___ EXTRACT TO READ

In the last post we discussed some questions about discrepancy and the ‘Six Standard Deviations Suffice’ theorem stated below (without the ${6}$, which is not too important, but makes for a great title):

Theorem 1 For vectors ${a^1,\ldots,a^n \in \{1,-1\}^n}$, there exists ${\epsilon \in \{1,-1\}^n}$ such that for every ${j \in [n]}$, ${|\langle a^j,\epsilon\rangle| = O(\sqrt{n})}$.

In this post (second and the most technical of the three post series) we will see a proof of the above result. The theorem was proved by Spencer in 1985 using Beck’s partial coloring approach. Independently of Spencer, the result was proved by Gluskin in 1988 in a convex geometric context. Here we will review Gluskin’s proof which is quite beautiful.

______
___ RECORDED DATA

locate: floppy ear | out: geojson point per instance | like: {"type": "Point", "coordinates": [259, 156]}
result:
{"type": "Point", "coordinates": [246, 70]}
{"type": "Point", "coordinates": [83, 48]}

______

DIRECTIVES >>
1. Name every person mentioned in the discrepancy passage.
2. Resume the discrepancy passage from the point at which it stops.
Nothing asked here requires the data.

EXERCISE RESULTS >>
1. Spencer, Beck, Gluskin

2.
Gluskin’s proof will also give us an excuse to look at some elegant (and simple to describe) results in convex geometry which may be of use elsewhere. Finally, the geometric view here will actually be useful in the next post when we discuss an algorithmic proof. Gluskin’s paper is truly remarkable and seems to reinvent several key ideas from scratch such as Sidak’s lemma, a version of Kanter’s lemma for Gaussians in convex geometry and even has the partial coloring approach implicit in it. I recommend taking a look at the paper even if it is a bit of a tough read. Much of the content in the post is based on discussions with Shachar Lovett and Oded Regev, but all mistakes are mine.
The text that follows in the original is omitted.